Dataset entries:
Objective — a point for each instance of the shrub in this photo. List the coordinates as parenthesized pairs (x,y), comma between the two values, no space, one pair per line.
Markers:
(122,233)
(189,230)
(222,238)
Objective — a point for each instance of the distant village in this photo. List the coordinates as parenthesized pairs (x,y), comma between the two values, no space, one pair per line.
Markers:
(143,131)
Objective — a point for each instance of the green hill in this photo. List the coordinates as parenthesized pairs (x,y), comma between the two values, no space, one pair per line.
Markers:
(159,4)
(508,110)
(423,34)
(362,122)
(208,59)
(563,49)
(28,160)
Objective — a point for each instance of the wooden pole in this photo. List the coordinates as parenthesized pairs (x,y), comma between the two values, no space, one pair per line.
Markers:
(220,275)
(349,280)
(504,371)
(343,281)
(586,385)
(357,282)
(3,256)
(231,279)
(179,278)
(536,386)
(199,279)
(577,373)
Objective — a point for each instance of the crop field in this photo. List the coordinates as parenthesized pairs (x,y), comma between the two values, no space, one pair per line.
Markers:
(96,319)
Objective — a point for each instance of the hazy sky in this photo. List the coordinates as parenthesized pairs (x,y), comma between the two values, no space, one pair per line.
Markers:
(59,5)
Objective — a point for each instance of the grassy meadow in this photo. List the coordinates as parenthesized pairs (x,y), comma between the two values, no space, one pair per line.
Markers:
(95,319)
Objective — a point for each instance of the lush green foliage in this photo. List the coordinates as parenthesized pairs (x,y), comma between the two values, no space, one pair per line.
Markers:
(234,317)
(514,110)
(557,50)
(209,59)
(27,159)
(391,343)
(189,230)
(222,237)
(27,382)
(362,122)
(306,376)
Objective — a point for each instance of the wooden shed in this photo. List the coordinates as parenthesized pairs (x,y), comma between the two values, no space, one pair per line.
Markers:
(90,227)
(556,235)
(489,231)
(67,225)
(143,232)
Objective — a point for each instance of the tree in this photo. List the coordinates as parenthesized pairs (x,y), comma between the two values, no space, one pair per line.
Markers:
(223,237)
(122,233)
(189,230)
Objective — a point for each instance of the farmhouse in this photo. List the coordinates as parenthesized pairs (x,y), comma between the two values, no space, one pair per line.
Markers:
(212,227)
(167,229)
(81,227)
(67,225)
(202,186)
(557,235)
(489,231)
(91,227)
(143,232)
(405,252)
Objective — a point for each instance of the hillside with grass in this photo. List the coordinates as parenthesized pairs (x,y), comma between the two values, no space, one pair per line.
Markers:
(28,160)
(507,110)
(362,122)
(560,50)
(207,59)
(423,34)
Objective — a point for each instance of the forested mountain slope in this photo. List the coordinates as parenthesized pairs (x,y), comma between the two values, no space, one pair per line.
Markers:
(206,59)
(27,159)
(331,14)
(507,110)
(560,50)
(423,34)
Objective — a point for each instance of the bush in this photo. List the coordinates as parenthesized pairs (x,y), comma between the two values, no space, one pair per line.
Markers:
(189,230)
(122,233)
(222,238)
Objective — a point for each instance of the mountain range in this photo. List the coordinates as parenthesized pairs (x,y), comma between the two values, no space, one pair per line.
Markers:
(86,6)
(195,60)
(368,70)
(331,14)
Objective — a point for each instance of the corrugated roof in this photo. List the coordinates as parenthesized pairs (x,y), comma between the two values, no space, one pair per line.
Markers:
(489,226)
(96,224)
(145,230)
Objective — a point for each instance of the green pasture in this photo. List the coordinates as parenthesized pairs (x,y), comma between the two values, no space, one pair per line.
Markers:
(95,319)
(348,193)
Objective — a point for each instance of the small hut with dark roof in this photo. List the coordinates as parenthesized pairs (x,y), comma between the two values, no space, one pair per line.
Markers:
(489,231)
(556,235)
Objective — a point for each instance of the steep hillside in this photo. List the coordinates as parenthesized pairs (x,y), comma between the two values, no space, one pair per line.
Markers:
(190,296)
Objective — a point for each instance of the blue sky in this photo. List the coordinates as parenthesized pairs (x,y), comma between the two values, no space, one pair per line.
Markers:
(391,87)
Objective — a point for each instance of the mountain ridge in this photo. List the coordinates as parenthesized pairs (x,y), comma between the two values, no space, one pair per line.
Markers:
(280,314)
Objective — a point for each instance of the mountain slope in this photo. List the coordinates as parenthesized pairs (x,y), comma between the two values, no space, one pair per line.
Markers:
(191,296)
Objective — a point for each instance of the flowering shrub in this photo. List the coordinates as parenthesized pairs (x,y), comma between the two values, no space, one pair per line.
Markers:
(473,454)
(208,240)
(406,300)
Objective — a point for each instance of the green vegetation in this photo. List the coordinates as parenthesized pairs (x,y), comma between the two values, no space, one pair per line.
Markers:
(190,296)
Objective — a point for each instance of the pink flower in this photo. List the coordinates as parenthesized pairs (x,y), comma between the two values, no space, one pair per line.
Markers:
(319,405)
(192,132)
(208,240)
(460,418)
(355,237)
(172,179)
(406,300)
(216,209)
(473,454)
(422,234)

*TASK TO CARRY OUT*. Output every record exactly as written, with nothing dropped.

*TASK RESPONSE*.
Objective — a point for each instance of the shrub in this photo. List the coordinates as parenthesized pairs (x,y), comma between the two values, no space, one pair per line.
Markers:
(122,233)
(189,230)
(222,238)
Objective — a point for each instance of the distant village in this photo. List the coordinates as parenthesized pairs (x,y), comma between the two values, no space, one pair per line.
Markers:
(143,131)
Objective — a point for each instance of the green hill in this photo. List the coordinates as parenthesized pairs (x,y), comma between the two values, no space, one pair per line.
Markers:
(159,4)
(508,110)
(423,34)
(362,122)
(208,59)
(563,49)
(28,160)
Objective — a point for each instance of the wooden pole in this photo. List the coordinates as parenthesized pairs (x,y), comma between the two values, no space, one pair per line.
Markers:
(220,275)
(349,280)
(504,371)
(343,281)
(586,385)
(357,282)
(3,256)
(231,279)
(179,278)
(536,386)
(199,279)
(577,373)
Objective — a point for each instance of the crop field in this photo. List the coordinates as parenthesized pairs (x,y), comma between the two values, no space, one pair per line.
Markers:
(96,319)
Objective — a point for each instance of the hazy sky in this photo. List the coordinates as parenthesized pairs (x,y), comma between the two values, no space, one pair per line.
Markers:
(59,5)
Objective — a point for each instance of the grassy meadow in this photo. List the coordinates as parenthesized pairs (x,y), comma between the two values, no space, one pair per line.
Markers:
(95,319)
Objective — a point for each instance of the lush green foliage in this photo. List the coordinates as parenthesized pairs (x,y), comma between the two values, no space, one pair per line.
Markers:
(234,317)
(514,110)
(557,50)
(209,59)
(27,159)
(391,343)
(189,230)
(222,237)
(27,382)
(362,122)
(306,376)
Objective — a point for each instance of the wooden shed in this photo. List the coordinates as parenthesized pairs (x,y), comma between the two values, no space, one pair per line.
Markers:
(90,227)
(556,235)
(489,231)
(67,225)
(143,232)
Objective — a point for each instance of the tree in this photo. List the coordinates as parenthesized pairs (x,y), comma between the two values, no space, one pair per line.
Markers:
(223,237)
(122,233)
(189,230)
Objective — a point for each instance of the farmhouse in this photo. List the coordinates as parenthesized pairs (x,y), comma between the two values, no space, one pair per line.
Markers:
(212,227)
(167,229)
(81,227)
(67,225)
(202,186)
(557,235)
(489,231)
(91,227)
(143,232)
(405,252)
Objective — a point for each instance of the hillside with grass in this photo. List the coordinates as parenthesized pairs (x,y), comma between the two values, no space, one pair per line.
Markers:
(28,160)
(507,110)
(362,122)
(560,50)
(207,59)
(423,34)
Objective — a point for each instance of the forested mountain slope in this photo. List the coordinates as parenthesized pairs (x,y), comma between the two values, no space, one pair per line.
Markers:
(206,59)
(27,159)
(331,14)
(507,110)
(560,50)
(423,34)
Objective — a point for each instance of the bush in this photo. List the coordinates as parenthesized pairs (x,y), comma between the two values, no space, one pair per line.
Markers:
(189,230)
(122,233)
(222,238)
Objective — a point for each instance of the mountain range in this photo. List the coordinates as parenthesized pairs (x,y), comma between the two values, no space, one pair per line.
Markers:
(86,6)
(195,60)
(368,70)
(331,14)
Objective — a point for each instance of the corrugated roof in this photo. List the coordinates as parenthesized pairs (x,y), comma between the two values, no space, one pair per line.
Markers:
(489,226)
(96,224)
(145,230)
Objective — a point for each instance of the green pasture in this photo. List the coordinates as parenthesized pairs (x,y), comma between the two values, no space, one pair per line.
Markers:
(95,319)
(348,193)
Objective — a point for each instance of the small hut with dark roof in this photo. List the coordinates as parenthesized pairs (x,y), comma between the two values, no space, one pair per line.
Markers:
(489,231)
(556,235)
Objective — a point for each instance of the steep hillside in this photo. List the coordinates as parenthesized pairs (x,y), comma between the two values, no space, one pair per line.
Markers:
(190,296)
Objective — a point for each instance of the blue sky in this photo. List the coordinates as parenthesized pairs (x,y), comma between the two values, no space, one pair per line.
Markers:
(391,87)
Objective — a point for each instance of the mountain ridge in this photo. List the coordinates as parenthesized pairs (x,y), comma between the two values, no space, one pair per line.
Markers:
(280,314)
Objective — a point for each instance of the mountain slope in this photo. List the coordinates as parenthesized pairs (x,y), comma between the two values, no space, one pair per line.
Markers:
(191,296)
Objective — a point for each instance of the flowering shrub in this photo. List the coordinates as parenthesized pairs (x,y), comma between the two values, no space, one pair per line.
Markers:
(473,454)
(208,240)
(406,300)
Objective — a point for each instance of the green vegetation in this photo. List the coordinates as parenthesized pairs (x,y), comma between the two values, no space, one pair per line.
Markers:
(190,296)
Objective — a point for each instance of the pink flower in this photo. List the coordinates as parenthesized pairs (x,y), comma between the two values, no space, one pair per line.
Markers:
(319,405)
(192,132)
(208,240)
(460,418)
(355,237)
(172,179)
(406,300)
(216,209)
(473,454)
(422,234)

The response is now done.